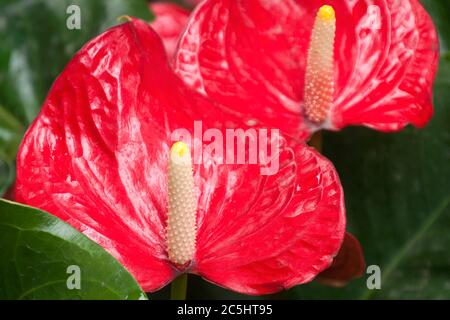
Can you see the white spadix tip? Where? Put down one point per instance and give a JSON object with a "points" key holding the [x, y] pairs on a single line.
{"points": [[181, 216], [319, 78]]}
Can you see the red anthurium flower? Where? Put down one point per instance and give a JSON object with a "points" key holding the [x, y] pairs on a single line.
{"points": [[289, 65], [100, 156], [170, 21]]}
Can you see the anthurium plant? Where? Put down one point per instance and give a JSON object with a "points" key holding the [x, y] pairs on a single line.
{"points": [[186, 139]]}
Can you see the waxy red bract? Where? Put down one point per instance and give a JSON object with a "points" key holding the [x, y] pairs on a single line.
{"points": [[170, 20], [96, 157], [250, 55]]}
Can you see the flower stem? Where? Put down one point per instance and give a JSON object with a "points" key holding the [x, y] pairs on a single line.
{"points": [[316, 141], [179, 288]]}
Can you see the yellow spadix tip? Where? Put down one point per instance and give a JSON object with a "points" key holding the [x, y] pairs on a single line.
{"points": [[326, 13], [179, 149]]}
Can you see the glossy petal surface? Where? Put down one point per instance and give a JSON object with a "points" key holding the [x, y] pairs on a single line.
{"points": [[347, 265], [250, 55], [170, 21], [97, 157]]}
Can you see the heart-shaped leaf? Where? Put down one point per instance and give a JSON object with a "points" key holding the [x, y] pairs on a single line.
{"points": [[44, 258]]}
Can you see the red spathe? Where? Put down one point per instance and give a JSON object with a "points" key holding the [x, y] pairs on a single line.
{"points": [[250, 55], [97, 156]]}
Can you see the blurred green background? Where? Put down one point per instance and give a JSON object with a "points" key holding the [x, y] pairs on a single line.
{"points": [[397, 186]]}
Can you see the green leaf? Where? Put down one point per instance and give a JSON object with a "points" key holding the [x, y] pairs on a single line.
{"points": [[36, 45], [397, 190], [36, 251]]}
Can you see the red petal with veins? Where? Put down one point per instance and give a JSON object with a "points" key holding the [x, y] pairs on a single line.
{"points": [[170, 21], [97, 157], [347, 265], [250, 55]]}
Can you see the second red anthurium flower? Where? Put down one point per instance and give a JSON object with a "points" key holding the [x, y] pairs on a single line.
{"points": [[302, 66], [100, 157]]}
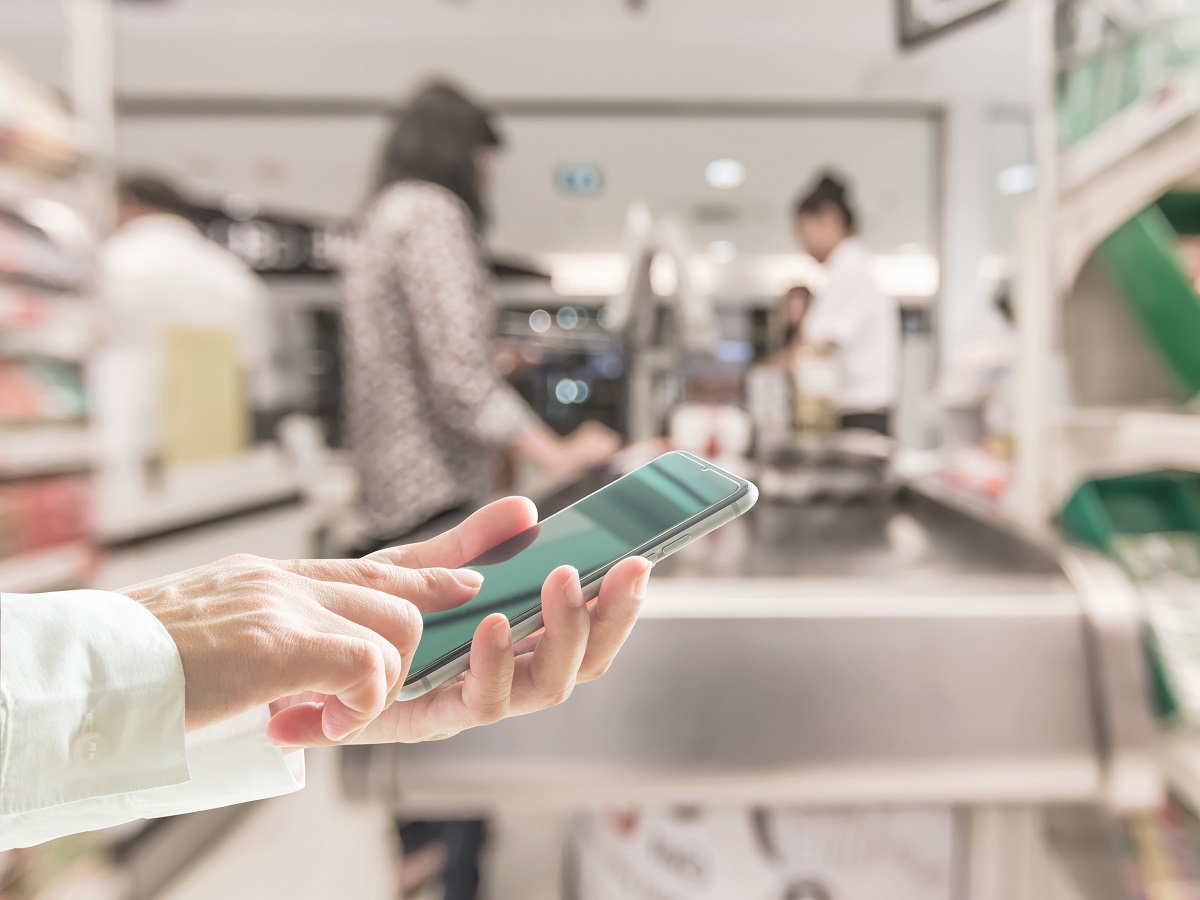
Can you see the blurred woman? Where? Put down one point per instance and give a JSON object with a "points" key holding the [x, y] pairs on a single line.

* * * * *

◆ Goal of the exercise ◆
Retype the lines word for word, beginning with the line that contains "Can you see the flower" and continuing through the last line, and leave the pictures out.

◆ Answer below ◆
Can you see the flower stem? Where? Put down one point per instance and give a JSON object with a "points" key holding the [x, y] pairs on a single line.
{"points": [[316, 141], [179, 288]]}
Can you see the yellow spadix tip? Where? Put down one point per instance and give a JSON object with a "points" key holding the [x, y] pairs on a single line.
{"points": [[326, 13], [179, 149]]}
Can you see the glossy petal surface? Where? Put down one point per instance and give a JSON object with a "points" key holding the [x, y] pairs on a single line.
{"points": [[347, 265], [250, 55], [170, 21], [97, 157]]}
Can you see the heart-shaped leaf? Where? Put down one point per instance and give a JSON object with a "points" key holding the [x, y] pairs on a single line.
{"points": [[44, 258]]}
Can you see the red spathe? Where? Put down one point per instance and give a JSON object with a "points" key holding the [x, y] pairs on a single line.
{"points": [[250, 55], [97, 156]]}
Can you see the blurred green background? Where? Put down one point per instance and give a JSON object with a "points" key holding the [x, y] pairs on a single line.
{"points": [[397, 186]]}
Can you see the green leaf? Where? Put down one point per instance and give a JSON object with a "points" key holding the [x, y] pairs on a single line.
{"points": [[36, 45], [397, 190], [36, 251]]}
Can you see the red petal with veins? Where? Put down one point per instance and give a JSON object with a "points" key holding the [x, y] pairs on a single line.
{"points": [[170, 21], [97, 157], [347, 265], [250, 55]]}
Can you see the second red anthurium flower? Where? Put down one point per instance and give a JSON object with a "points" key holding the [x, y] pairs on a single line.
{"points": [[302, 66], [100, 157]]}
Can you see the blurred woman? Where? Put down one point per instance and give a JSON object with a "points" key holding the [x, y] pairs on a single line.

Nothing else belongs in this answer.